**About this task**
Look through the records, and wherever the string "chevron" turns up, copy out that line.

**Record set**
Content starts
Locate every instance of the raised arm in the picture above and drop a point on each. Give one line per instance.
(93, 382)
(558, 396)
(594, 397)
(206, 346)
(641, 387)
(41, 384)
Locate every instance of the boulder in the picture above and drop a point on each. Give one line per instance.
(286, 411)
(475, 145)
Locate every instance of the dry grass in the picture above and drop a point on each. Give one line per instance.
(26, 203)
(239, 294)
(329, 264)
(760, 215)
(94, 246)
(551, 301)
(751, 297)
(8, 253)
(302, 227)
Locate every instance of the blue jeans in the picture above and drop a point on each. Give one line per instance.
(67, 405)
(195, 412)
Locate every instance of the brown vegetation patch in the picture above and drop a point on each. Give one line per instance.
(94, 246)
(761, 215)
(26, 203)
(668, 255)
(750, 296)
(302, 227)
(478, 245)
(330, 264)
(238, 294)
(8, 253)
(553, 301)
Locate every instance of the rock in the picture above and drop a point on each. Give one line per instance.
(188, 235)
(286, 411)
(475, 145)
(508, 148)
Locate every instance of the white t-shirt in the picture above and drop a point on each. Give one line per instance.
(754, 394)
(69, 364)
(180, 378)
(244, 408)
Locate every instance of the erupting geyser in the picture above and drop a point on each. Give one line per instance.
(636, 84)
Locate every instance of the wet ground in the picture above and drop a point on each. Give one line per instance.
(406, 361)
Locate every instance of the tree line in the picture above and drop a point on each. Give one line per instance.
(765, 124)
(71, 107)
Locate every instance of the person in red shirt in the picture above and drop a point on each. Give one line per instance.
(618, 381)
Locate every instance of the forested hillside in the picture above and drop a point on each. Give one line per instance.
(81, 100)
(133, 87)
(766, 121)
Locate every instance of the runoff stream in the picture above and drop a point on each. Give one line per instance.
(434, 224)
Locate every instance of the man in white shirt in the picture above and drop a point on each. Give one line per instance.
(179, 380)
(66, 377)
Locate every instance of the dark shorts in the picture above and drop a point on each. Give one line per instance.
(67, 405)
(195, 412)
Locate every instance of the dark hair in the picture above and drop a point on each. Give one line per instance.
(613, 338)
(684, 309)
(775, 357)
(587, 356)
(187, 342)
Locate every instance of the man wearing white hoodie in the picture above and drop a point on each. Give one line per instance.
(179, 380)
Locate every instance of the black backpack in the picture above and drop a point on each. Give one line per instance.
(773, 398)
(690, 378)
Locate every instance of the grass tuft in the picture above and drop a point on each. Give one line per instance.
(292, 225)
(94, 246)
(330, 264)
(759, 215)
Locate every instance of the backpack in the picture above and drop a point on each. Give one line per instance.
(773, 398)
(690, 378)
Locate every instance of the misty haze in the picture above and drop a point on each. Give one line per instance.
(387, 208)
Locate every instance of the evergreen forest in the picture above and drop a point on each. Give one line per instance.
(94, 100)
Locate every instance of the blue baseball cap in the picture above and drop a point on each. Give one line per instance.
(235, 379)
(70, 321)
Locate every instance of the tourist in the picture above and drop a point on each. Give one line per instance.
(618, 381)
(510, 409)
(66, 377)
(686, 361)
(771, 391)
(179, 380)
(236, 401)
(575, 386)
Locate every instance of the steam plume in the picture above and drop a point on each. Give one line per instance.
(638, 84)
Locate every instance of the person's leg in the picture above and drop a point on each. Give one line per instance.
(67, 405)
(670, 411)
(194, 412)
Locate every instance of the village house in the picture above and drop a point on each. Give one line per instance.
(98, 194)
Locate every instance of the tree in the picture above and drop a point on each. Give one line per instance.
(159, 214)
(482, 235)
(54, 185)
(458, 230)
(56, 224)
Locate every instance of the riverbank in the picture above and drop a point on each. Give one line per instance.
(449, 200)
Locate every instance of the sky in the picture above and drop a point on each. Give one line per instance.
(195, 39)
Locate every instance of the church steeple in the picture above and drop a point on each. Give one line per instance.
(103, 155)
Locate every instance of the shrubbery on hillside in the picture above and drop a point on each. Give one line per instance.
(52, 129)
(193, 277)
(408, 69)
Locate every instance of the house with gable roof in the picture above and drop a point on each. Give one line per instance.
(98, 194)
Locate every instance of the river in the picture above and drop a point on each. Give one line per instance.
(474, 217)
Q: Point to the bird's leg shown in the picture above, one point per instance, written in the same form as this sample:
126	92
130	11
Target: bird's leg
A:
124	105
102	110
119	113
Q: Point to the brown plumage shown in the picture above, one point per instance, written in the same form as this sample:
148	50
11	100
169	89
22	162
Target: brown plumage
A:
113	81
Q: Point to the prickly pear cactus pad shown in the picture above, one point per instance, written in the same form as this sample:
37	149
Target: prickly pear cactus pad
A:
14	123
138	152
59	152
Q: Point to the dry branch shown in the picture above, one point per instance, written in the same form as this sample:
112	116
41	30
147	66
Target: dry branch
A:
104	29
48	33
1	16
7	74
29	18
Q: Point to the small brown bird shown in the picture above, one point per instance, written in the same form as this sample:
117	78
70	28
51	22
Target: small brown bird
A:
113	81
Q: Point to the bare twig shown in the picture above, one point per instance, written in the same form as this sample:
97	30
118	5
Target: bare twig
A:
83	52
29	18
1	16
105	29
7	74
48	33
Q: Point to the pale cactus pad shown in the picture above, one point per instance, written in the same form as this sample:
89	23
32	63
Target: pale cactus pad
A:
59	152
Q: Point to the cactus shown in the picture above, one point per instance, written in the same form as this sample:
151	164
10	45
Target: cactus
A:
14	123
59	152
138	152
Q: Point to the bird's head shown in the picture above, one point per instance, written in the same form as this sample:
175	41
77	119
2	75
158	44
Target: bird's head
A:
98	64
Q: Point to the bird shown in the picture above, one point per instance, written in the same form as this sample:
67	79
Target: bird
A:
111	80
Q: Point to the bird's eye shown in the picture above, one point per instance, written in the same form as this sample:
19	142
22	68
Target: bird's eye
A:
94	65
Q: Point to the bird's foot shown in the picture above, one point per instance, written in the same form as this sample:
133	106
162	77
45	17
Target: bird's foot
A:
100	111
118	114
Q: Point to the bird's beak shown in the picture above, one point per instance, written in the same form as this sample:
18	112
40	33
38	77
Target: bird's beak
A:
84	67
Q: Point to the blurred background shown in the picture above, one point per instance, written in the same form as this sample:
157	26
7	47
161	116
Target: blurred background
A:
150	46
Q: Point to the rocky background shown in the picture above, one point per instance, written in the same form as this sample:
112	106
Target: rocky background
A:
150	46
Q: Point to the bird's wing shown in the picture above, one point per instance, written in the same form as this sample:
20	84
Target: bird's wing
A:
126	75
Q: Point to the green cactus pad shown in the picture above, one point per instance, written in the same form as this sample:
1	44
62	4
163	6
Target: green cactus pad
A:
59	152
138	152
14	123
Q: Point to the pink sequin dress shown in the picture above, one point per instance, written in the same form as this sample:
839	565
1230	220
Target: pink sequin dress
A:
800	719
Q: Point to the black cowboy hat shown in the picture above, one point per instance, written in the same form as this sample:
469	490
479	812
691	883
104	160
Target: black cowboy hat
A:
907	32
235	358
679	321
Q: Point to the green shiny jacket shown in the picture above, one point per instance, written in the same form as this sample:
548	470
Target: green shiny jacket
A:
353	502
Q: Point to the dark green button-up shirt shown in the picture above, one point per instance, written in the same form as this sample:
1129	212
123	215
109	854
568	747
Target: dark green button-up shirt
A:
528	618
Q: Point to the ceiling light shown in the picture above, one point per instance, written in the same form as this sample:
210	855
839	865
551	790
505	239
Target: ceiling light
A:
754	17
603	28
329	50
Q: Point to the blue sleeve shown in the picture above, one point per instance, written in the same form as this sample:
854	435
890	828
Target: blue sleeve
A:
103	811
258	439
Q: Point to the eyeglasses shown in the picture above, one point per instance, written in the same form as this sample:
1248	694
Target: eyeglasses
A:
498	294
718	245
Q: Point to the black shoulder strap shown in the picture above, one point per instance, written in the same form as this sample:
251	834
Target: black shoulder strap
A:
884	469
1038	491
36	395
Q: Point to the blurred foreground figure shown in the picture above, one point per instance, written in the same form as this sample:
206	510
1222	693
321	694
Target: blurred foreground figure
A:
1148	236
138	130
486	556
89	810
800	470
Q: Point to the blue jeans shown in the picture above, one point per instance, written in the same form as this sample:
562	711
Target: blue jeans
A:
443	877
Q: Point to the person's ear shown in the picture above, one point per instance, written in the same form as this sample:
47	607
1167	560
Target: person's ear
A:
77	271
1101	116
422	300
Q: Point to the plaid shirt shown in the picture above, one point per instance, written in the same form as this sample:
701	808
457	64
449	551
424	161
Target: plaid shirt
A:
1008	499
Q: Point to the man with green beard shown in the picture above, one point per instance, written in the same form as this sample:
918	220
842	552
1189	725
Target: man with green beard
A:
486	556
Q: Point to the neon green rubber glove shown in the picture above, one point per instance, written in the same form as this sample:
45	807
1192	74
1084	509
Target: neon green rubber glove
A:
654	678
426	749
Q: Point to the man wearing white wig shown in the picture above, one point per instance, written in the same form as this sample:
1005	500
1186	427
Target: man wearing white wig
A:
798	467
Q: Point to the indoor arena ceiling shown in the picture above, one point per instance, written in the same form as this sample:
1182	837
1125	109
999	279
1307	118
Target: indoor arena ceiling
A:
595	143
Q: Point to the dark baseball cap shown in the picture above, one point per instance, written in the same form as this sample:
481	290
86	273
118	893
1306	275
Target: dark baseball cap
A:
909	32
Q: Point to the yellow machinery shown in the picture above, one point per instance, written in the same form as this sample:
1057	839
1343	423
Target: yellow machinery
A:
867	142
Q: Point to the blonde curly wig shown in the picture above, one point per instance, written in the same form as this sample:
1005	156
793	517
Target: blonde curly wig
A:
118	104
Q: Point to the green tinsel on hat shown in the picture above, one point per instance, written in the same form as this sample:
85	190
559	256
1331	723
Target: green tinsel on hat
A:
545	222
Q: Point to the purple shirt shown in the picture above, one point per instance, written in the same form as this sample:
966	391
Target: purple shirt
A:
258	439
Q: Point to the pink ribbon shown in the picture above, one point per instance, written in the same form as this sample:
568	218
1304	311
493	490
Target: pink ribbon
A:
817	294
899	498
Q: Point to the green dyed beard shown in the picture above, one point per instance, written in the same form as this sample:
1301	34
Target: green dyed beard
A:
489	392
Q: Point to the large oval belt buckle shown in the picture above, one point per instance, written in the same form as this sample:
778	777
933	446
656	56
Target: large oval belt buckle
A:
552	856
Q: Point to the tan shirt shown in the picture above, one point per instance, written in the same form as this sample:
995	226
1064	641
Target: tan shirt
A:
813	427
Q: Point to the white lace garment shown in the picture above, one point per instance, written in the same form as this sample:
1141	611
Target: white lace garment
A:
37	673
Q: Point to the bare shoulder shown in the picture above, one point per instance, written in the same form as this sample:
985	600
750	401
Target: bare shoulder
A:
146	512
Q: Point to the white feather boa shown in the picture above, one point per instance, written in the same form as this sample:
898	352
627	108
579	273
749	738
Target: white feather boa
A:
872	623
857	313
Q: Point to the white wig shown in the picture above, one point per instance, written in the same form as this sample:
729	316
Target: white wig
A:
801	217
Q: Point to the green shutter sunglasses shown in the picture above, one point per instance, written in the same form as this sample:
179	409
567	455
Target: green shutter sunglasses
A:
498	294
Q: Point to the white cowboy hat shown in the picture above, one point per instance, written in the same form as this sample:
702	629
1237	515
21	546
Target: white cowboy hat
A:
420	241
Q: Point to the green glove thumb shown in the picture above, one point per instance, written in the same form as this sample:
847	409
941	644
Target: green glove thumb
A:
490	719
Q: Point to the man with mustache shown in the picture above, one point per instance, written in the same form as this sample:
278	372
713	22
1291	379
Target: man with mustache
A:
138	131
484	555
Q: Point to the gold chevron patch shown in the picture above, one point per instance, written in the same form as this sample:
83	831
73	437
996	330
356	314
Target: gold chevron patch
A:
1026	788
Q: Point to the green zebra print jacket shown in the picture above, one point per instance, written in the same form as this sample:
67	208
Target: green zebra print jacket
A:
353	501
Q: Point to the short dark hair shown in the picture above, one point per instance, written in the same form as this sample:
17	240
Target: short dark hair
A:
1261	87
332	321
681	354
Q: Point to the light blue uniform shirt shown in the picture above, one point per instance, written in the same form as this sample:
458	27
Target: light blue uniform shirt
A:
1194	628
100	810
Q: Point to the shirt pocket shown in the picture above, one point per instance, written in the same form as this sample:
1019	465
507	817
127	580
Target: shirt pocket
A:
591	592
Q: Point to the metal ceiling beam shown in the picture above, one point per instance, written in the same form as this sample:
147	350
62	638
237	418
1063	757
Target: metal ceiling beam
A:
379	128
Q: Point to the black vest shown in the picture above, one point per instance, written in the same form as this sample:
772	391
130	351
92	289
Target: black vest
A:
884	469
Content ends
**Result**
Q: Point to the gold chevron patch shown in the picture above, one point per instance, written in the same form as this sample:
Target: gold chevron patch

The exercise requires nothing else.